Required task:
How many lines in the items below contain the word "parked"? Give only the number.

Supplied data:
* Begin *
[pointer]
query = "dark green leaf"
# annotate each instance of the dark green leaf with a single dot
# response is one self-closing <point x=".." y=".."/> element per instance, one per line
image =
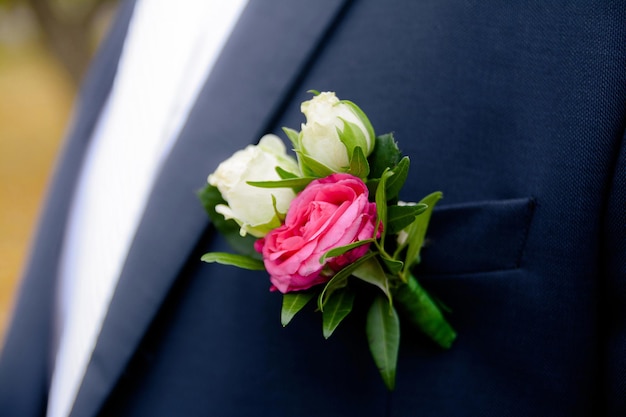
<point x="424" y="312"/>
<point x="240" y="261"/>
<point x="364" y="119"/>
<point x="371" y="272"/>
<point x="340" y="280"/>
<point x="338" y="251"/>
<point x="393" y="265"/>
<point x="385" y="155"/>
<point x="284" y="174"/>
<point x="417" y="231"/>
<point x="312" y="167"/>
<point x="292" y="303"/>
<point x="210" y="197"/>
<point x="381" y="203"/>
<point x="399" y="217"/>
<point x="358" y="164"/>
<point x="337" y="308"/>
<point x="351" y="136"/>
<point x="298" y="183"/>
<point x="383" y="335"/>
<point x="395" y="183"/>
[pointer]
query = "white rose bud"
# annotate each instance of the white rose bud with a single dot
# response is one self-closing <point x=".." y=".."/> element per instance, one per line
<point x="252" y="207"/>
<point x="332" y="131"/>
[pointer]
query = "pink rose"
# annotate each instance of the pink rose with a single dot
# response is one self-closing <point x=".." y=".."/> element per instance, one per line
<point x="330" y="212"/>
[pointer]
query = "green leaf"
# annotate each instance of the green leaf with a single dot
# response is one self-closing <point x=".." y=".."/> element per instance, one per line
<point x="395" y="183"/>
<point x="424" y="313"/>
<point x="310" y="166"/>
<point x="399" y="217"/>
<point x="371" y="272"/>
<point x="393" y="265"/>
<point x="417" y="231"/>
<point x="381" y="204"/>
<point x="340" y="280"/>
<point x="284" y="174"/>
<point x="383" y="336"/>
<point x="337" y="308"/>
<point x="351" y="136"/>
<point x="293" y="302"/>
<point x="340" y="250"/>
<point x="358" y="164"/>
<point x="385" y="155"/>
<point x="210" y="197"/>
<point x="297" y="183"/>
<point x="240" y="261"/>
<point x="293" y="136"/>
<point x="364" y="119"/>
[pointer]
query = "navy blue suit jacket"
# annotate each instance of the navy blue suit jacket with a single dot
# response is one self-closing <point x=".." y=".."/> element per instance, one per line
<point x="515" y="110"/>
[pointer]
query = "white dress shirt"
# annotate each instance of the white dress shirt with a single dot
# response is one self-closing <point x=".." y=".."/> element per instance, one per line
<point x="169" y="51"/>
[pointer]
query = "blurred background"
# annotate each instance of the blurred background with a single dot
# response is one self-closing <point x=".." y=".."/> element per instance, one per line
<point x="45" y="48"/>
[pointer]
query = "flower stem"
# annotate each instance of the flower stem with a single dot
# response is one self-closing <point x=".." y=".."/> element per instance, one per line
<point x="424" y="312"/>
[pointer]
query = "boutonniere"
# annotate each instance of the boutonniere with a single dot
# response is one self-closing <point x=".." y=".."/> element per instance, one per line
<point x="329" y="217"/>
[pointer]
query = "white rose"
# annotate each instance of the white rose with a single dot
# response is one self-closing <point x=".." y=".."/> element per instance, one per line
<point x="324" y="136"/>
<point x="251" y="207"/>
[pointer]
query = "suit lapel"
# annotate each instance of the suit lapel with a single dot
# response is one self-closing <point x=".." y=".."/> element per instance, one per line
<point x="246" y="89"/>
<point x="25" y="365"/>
* End *
* Begin *
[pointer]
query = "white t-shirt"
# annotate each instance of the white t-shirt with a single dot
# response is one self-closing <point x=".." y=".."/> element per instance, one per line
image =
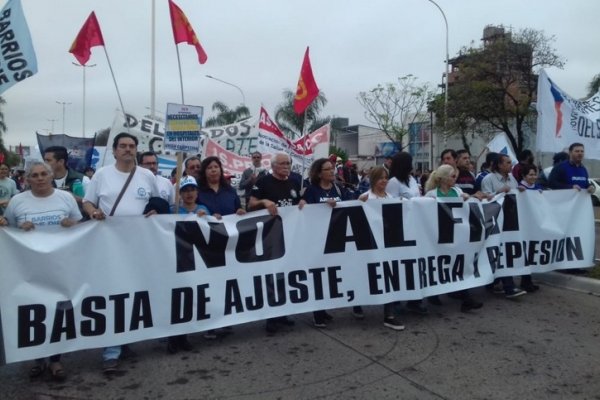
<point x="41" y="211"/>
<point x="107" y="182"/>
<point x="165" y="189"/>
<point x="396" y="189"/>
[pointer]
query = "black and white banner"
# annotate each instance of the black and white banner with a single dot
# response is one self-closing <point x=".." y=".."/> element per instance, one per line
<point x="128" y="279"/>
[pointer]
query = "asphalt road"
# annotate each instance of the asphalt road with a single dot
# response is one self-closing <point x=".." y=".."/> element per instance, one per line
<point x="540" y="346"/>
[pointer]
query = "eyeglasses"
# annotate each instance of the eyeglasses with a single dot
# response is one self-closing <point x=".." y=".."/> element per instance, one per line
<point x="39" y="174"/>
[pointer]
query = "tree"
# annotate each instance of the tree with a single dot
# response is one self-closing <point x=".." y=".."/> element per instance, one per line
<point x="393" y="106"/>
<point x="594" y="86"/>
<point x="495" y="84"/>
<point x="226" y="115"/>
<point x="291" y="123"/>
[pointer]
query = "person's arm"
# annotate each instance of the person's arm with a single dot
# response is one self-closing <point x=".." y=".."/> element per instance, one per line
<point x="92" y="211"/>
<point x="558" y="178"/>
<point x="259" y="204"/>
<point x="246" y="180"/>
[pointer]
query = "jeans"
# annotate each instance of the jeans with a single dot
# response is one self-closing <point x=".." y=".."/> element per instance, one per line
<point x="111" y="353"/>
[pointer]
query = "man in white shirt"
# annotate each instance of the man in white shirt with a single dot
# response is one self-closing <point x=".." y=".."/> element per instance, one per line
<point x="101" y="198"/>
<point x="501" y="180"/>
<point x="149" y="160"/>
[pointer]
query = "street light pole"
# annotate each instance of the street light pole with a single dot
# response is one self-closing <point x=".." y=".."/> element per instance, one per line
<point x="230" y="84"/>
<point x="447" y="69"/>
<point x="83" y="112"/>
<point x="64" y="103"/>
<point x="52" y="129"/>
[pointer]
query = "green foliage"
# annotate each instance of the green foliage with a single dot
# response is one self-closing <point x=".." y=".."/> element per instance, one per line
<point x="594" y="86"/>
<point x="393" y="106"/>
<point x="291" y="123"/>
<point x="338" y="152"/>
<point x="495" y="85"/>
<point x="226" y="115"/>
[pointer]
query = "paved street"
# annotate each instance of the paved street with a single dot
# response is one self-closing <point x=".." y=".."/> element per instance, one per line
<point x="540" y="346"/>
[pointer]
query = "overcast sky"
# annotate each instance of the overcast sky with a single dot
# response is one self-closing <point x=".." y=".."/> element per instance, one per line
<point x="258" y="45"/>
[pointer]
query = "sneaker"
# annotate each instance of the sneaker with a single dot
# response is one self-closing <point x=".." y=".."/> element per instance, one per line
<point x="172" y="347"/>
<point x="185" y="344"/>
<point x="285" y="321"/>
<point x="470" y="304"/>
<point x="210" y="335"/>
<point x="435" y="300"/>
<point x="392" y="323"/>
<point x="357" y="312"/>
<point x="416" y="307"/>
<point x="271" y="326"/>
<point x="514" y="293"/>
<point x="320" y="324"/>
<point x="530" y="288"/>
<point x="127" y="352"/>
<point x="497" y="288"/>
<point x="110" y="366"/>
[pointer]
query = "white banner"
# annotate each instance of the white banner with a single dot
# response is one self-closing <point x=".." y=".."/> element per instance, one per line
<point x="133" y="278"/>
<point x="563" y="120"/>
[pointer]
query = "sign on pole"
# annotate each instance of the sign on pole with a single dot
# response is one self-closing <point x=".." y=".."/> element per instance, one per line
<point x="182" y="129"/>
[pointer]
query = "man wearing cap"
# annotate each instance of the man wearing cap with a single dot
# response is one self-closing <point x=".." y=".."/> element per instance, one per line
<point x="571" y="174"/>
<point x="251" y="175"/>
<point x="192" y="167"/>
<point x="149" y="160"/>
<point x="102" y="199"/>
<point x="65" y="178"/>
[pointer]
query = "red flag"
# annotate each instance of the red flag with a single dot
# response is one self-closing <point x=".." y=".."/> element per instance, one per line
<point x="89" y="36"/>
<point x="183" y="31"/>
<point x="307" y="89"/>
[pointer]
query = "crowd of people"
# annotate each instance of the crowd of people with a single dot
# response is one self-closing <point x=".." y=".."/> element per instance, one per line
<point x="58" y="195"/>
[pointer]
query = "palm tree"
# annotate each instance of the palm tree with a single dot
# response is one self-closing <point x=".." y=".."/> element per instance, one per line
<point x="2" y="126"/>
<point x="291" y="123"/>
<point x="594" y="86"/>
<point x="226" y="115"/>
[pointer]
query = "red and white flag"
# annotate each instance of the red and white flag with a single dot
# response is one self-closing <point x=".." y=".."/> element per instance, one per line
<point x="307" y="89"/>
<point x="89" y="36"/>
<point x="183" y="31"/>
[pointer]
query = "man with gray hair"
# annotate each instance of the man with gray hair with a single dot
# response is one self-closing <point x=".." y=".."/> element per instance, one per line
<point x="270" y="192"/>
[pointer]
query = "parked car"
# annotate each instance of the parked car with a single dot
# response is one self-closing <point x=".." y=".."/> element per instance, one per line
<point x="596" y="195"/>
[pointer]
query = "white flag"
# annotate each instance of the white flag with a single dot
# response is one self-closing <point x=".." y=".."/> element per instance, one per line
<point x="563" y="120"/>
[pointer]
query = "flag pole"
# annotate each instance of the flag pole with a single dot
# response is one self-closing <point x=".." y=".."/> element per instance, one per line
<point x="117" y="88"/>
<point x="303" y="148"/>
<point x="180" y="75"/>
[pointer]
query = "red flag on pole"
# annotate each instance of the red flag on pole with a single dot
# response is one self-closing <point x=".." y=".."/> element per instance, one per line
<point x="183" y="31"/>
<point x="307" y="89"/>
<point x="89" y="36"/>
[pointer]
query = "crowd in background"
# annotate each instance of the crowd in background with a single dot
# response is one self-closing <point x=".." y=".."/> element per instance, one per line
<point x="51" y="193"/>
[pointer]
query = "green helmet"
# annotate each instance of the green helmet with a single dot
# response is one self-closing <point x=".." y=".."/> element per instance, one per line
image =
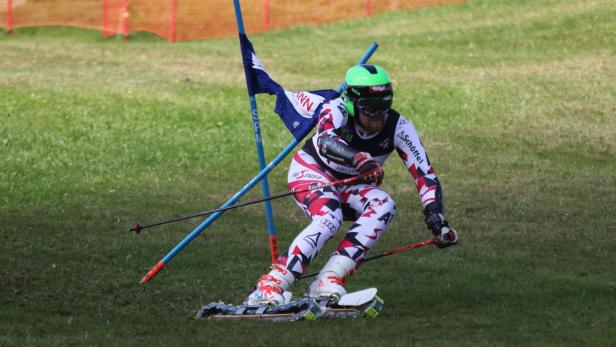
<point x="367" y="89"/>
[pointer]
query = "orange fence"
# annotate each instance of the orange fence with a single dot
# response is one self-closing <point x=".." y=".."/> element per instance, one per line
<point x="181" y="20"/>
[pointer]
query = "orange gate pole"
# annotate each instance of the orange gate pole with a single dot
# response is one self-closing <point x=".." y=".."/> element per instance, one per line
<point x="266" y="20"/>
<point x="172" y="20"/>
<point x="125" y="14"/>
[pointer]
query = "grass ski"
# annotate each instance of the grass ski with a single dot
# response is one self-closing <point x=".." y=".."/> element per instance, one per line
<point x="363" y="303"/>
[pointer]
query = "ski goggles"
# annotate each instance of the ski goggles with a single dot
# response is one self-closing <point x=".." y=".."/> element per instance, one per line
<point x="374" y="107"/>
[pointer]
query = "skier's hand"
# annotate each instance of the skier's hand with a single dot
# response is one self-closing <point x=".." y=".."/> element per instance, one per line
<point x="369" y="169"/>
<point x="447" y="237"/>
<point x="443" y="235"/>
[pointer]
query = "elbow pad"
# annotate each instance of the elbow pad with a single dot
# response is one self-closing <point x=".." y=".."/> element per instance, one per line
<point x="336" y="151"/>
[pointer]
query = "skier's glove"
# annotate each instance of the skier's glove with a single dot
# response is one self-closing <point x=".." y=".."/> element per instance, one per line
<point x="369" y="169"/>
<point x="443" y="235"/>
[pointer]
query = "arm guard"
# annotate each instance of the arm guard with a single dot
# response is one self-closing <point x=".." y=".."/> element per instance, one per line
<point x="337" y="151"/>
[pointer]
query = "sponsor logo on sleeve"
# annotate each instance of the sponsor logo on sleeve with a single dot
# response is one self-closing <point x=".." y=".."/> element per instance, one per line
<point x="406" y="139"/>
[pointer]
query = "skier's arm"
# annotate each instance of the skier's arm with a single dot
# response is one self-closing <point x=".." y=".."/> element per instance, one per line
* End *
* Begin *
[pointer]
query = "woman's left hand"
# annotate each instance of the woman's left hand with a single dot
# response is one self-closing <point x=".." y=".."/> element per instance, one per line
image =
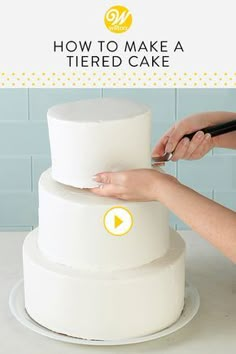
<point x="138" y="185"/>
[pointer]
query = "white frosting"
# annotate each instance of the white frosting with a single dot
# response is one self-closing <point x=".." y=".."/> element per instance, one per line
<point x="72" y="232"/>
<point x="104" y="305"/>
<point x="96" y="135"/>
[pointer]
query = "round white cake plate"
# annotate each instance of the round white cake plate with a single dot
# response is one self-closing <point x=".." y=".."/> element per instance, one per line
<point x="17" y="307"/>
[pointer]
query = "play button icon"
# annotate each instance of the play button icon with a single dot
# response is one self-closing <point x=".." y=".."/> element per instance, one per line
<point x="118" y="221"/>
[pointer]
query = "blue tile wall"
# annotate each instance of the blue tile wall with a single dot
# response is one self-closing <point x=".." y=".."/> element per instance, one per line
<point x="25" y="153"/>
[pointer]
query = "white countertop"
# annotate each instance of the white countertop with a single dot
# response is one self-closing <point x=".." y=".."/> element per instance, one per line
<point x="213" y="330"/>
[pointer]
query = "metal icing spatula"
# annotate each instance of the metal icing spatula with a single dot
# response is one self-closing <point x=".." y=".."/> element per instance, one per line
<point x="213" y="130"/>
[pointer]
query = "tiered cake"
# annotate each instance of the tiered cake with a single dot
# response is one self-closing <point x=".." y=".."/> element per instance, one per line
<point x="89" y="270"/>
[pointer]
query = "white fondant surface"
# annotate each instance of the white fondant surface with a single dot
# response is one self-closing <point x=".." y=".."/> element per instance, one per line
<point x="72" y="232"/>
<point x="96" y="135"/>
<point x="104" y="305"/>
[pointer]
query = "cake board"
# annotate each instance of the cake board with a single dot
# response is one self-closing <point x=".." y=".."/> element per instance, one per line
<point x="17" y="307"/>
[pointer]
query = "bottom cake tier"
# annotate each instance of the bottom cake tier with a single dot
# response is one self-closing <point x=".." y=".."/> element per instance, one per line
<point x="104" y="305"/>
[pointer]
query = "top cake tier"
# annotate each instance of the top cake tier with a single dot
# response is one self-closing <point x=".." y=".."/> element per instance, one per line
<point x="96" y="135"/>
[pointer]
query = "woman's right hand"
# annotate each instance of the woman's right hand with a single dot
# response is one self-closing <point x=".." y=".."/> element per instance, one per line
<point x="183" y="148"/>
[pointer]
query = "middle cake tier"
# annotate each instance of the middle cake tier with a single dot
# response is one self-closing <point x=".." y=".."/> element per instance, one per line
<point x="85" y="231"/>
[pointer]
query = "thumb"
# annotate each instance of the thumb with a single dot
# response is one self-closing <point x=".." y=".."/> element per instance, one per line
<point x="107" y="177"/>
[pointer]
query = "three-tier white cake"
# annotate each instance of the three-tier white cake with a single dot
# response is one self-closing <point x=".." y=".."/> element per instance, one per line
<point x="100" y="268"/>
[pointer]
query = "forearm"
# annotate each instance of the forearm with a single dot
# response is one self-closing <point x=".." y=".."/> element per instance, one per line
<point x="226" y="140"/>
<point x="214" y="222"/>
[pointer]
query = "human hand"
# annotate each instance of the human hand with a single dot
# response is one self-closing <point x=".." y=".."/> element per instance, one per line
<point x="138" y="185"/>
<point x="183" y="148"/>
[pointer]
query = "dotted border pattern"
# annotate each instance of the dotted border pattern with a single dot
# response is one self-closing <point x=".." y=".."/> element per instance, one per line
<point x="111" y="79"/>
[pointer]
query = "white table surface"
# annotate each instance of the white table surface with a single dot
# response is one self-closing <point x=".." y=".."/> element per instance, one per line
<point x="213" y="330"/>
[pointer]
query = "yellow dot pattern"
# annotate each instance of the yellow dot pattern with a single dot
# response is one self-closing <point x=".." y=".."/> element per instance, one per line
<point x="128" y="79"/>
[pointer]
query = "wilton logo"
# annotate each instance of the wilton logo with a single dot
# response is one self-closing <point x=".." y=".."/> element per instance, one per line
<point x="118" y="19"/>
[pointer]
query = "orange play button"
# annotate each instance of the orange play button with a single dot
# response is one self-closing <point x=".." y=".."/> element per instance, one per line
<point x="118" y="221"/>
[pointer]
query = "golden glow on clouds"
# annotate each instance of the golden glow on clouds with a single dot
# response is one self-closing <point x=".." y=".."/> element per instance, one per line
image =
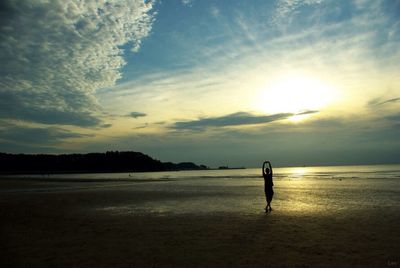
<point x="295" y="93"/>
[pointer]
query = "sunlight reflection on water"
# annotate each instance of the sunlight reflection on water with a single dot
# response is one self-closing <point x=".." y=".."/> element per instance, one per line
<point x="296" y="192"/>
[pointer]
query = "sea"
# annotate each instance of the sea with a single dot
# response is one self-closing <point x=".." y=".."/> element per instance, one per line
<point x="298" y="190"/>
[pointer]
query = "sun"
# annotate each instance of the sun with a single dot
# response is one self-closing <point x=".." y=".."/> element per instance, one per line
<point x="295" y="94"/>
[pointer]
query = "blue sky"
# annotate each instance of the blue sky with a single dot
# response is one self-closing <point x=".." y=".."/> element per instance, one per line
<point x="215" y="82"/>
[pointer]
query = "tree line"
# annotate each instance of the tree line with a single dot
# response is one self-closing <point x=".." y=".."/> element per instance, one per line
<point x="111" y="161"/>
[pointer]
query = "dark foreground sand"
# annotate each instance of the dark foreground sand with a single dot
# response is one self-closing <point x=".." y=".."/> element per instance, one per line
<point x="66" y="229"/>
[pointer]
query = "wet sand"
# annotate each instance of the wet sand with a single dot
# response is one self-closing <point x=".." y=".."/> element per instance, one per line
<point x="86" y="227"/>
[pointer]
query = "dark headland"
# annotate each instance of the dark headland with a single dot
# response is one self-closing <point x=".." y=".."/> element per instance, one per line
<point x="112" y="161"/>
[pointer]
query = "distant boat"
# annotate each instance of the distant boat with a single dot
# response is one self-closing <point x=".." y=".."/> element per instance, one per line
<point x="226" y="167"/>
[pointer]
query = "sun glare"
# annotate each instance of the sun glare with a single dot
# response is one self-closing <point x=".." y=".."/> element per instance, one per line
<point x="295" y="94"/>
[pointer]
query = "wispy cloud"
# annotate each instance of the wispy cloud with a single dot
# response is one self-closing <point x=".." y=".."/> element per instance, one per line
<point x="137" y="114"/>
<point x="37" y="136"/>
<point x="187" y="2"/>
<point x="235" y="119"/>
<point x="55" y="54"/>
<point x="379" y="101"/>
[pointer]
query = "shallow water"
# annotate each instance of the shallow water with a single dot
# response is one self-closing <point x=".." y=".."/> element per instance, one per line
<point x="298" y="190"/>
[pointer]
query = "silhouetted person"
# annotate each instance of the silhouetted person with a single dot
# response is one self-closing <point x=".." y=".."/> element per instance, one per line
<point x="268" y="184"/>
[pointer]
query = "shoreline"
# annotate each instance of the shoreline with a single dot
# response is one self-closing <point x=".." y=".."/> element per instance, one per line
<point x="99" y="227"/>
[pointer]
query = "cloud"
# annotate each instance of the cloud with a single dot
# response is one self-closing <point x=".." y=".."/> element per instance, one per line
* End *
Written answer:
2